Required actions:
- A) In the Crisis Center article, in what year did Hartsough leave Purdue?
- B) Update the Crisis Center article from "Many other students" up to and including "traditional counseling session.", swapping "resume builder" for "career booster".

Source passage:
--- START ---
Don Hartsough answers a call in the Crisis Center in the 1970s.
One of Hartsough’s proudest memories stems from those early graduate students’ enthusiasm to help. One of his first students, Lenny Echterling, ended up in clinical psychology academia and published two textbooks about suicide intervention. Echterling cited his years working the phone at the Crisis Center for his career inspiration.
Many other students saw their experience handling calls as a resume builder and a way to flex their therapeutic skills beyond a traditional counseling session.
“The Crisis Center allows students to engage deeply with people with tremendous personal issues to deal with,” Hartsough said. “And you’re talking to them as a person, not a student. For students, this was a tremendous step forward because they can actually begin to process some of the things they were learning in their programs.”
Hartsough left Purdue in 1988 to expand his reach to help those in crisis. He worked with Indianapolis city and Marion County governments, often collaborating with the police departments to help individuals in crisis. Hartsough retired in 1999 and moved to Bend. Despite the 2,098 miles from Lafayette, he still feels immense pride in the Crisis Center’s now 60 years of service to the community and its people in most emotional need.
“Forming the Crisis Center was really the key to my success at Purdue and a key part of my professional life,” Hartsough recalled. “Psychological Sciences students were very involved with it the entire time I was there. … That’s something that is extremely satisfying to me.”
Students still answer the call
Corbin Adams (BS ’24) volunteered at the Crisis Center for four months during his second semester in the Purdue College of Health and Human Sciences. Then a public health major, he switched to psychological sciences after this experience manning the Crisis Center phones.
“It impacted me very positively,” said Adams, now a graduate student in clinical psychology at Indiana University-Kokomo. “It opened my eyes to how big the (mental health) problem was. It made me want to learn more and better understand and how to help them in the future.”
Adams revealed some of his four-hour shifts saw space in between calls while other shifts saw the then first-year student having to put callers on hold due to the large number of people reaching out for help. Usually, a shift is covered by one volunteer. Adams admitted the experience would get stressful but the training he received often helped himself and the callers remain calm.
“There was a lot of anxiety wanting to do your best,” Adams remembered. “The first shift was definitely nerve-wracking because you wanted to make sure that you did it right. You knew that there was a person literally talking to you that may or may not be in the process of taking their own life. Just the weight of the first shift or two just hits heavy, but after a bit you slowly get used to it. You know the drill; you know what you need to do.”
Adams remembered some calls being so intense that he was on a phone with them for more than an hour. Average calls lasted 20-30 minutes.
--- END ---
Stored records
--- START ---
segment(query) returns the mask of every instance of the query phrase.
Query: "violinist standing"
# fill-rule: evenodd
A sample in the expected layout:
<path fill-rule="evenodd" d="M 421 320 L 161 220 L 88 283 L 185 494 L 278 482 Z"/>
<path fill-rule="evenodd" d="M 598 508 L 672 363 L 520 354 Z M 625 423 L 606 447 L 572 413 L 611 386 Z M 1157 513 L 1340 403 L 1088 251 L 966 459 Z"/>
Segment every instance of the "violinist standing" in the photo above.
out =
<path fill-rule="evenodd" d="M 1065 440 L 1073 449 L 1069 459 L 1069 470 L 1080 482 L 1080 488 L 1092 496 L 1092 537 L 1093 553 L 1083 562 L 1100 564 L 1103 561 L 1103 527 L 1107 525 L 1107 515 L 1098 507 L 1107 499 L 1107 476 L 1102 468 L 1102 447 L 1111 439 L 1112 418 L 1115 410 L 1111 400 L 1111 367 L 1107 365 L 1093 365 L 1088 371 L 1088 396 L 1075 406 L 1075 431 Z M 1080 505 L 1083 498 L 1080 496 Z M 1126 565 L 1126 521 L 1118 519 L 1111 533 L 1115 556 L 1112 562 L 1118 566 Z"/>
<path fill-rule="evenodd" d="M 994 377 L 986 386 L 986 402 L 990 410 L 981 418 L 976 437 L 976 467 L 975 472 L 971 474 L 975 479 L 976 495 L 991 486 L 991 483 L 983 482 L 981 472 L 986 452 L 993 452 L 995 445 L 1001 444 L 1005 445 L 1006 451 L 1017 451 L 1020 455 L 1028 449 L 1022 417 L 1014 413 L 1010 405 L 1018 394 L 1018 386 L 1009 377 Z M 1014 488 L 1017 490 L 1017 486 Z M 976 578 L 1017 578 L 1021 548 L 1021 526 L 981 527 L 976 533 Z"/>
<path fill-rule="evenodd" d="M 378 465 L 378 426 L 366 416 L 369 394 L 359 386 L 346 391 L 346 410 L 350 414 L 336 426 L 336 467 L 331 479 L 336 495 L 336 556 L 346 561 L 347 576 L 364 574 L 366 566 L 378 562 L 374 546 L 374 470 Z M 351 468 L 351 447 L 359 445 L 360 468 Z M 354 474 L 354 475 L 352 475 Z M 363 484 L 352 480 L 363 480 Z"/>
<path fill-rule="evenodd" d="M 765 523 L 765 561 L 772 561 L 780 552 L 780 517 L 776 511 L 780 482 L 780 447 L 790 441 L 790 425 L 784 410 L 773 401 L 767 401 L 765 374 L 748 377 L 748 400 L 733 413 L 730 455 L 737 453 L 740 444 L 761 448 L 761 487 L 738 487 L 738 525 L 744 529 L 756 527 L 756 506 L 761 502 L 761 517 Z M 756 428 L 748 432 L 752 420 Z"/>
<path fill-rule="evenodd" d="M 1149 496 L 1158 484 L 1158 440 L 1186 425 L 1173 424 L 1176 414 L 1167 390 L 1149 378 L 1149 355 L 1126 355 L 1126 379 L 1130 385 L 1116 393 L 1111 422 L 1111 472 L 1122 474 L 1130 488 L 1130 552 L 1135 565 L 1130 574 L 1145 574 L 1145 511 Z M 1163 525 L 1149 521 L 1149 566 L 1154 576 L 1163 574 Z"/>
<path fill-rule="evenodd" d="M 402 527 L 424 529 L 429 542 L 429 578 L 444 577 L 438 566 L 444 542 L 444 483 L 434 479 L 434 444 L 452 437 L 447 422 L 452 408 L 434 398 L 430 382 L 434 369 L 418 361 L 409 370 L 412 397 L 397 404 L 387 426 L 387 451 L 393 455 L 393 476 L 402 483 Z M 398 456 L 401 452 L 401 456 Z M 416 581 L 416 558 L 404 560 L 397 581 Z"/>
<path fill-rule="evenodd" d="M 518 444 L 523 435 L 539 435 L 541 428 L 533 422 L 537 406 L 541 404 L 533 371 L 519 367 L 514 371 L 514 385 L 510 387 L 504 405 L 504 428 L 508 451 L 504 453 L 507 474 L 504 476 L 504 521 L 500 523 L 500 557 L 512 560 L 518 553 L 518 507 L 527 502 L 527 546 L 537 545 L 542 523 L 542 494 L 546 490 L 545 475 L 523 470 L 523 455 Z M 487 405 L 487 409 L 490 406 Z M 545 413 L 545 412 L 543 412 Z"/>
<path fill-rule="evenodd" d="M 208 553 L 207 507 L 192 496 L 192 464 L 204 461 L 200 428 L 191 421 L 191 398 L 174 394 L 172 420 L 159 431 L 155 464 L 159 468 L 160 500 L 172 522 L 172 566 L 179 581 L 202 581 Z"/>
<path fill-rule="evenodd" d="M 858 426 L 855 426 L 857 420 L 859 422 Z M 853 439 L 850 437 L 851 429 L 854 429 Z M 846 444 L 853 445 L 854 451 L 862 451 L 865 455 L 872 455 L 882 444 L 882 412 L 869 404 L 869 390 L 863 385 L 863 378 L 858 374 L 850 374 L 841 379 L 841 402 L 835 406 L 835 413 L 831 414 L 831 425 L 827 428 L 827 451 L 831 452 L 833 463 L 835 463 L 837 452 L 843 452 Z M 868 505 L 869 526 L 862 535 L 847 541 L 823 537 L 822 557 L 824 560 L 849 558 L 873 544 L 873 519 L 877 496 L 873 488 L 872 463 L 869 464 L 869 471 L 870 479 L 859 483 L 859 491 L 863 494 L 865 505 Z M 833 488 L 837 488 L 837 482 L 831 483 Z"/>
--- END ---
Answers by item:
- A) 1988

- B)
Many other students saw their experience handling calls as a career booster and a way to flex their therapeutic skills beyond a traditional counseling session.